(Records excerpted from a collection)
.....

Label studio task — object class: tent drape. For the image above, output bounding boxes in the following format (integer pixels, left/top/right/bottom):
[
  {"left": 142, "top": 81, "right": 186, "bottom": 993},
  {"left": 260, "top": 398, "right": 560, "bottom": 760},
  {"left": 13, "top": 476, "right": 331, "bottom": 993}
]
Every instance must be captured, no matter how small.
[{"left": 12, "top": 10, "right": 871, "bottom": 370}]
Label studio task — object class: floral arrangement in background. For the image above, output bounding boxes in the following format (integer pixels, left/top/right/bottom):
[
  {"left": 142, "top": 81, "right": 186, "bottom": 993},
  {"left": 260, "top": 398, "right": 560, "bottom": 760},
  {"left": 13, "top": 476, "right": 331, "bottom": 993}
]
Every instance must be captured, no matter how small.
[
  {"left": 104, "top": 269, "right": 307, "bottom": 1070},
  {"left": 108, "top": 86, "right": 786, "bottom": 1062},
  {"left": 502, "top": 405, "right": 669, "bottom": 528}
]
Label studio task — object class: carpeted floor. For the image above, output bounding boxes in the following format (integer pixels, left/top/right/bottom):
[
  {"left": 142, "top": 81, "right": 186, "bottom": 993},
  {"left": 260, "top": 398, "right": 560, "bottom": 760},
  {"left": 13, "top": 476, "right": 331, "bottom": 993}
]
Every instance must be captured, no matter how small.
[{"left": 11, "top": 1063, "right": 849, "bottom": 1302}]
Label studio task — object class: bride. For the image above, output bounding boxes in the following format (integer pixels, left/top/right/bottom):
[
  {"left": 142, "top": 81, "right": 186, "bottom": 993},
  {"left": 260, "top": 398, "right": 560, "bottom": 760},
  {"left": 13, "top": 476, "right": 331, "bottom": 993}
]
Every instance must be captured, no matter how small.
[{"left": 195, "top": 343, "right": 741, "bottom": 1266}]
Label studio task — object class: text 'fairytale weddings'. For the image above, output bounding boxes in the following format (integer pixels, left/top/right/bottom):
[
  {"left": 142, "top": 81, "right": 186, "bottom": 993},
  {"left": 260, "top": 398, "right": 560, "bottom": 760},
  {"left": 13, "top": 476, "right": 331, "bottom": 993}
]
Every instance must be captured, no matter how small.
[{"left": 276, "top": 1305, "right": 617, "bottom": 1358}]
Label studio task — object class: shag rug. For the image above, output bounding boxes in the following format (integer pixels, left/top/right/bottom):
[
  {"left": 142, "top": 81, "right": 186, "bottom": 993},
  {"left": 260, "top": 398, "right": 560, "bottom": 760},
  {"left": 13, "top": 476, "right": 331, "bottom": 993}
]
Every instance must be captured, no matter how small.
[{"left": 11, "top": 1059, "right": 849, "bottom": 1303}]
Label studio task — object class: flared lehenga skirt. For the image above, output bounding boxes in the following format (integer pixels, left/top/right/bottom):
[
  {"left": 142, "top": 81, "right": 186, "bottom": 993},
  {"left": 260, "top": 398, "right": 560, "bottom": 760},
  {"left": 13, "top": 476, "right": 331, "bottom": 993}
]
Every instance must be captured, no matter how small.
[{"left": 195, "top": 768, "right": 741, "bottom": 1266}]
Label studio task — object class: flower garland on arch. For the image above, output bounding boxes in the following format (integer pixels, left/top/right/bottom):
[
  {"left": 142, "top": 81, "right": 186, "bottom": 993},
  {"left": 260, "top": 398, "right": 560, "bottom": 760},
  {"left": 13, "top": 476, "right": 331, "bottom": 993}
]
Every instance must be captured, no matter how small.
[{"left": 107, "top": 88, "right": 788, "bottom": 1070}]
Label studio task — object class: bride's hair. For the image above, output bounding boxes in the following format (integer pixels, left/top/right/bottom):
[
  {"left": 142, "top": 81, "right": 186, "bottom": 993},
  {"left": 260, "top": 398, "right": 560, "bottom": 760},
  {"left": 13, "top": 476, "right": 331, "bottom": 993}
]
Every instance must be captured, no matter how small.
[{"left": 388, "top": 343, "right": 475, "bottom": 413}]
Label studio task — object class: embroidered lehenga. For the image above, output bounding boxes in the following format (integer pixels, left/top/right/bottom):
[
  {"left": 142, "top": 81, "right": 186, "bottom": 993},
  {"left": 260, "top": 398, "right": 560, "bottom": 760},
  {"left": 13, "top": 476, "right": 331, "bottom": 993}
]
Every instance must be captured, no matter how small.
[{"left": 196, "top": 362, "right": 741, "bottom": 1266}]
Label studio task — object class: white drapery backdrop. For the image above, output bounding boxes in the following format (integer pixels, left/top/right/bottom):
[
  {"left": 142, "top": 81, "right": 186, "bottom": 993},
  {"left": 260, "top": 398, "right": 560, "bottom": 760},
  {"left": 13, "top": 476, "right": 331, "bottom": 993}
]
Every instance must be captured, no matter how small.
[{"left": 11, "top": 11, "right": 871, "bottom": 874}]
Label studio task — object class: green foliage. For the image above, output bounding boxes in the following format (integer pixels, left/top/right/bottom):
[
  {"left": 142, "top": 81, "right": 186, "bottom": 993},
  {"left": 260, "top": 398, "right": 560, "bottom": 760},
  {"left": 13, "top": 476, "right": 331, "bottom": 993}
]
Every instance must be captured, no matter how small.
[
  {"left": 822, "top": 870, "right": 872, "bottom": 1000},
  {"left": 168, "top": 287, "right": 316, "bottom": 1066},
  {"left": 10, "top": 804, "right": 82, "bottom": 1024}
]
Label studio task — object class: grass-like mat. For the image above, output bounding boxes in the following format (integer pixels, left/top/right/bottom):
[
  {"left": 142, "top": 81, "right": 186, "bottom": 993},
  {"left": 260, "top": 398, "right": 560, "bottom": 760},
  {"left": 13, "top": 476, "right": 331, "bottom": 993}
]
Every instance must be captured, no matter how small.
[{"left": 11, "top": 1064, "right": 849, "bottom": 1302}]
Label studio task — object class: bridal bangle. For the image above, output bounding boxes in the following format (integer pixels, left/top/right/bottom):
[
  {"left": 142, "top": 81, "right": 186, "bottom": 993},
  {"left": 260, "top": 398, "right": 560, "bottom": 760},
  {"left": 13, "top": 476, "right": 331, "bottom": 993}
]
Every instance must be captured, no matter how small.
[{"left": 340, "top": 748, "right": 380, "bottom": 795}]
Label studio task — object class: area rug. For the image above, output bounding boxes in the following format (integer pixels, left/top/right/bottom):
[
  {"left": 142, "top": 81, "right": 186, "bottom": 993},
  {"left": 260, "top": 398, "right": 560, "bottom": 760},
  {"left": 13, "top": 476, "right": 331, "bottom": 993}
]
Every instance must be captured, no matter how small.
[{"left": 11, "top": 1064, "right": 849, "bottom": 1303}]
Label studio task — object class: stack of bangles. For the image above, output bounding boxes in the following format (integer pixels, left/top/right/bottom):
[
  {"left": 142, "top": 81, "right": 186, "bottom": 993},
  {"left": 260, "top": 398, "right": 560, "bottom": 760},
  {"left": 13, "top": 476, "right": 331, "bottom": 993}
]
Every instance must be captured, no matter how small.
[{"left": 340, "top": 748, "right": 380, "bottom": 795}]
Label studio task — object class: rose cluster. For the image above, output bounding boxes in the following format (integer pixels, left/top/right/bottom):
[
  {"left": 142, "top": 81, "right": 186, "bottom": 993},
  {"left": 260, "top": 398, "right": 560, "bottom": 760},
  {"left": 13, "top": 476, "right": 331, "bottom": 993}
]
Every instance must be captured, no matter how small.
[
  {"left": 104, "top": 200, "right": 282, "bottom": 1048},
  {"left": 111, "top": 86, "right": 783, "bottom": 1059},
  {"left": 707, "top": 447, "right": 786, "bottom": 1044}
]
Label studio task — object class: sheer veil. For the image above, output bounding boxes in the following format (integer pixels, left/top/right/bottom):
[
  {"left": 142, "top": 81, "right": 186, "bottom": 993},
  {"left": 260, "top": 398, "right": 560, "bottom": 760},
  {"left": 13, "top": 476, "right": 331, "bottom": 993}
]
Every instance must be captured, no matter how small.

.....

Find every line in the records above that contains the word "bride" and copy each such line in full. Case counts, so match only that exact capitalization.

Label studio task — object class: bride. For the image above, output bounding boxes in the following format (integer pixels, left/top/right/bottom):
Label studio task — object class: bride's hair. For the image above, output bounding boxes in the following format (integer pixels, left/top/right/bottom):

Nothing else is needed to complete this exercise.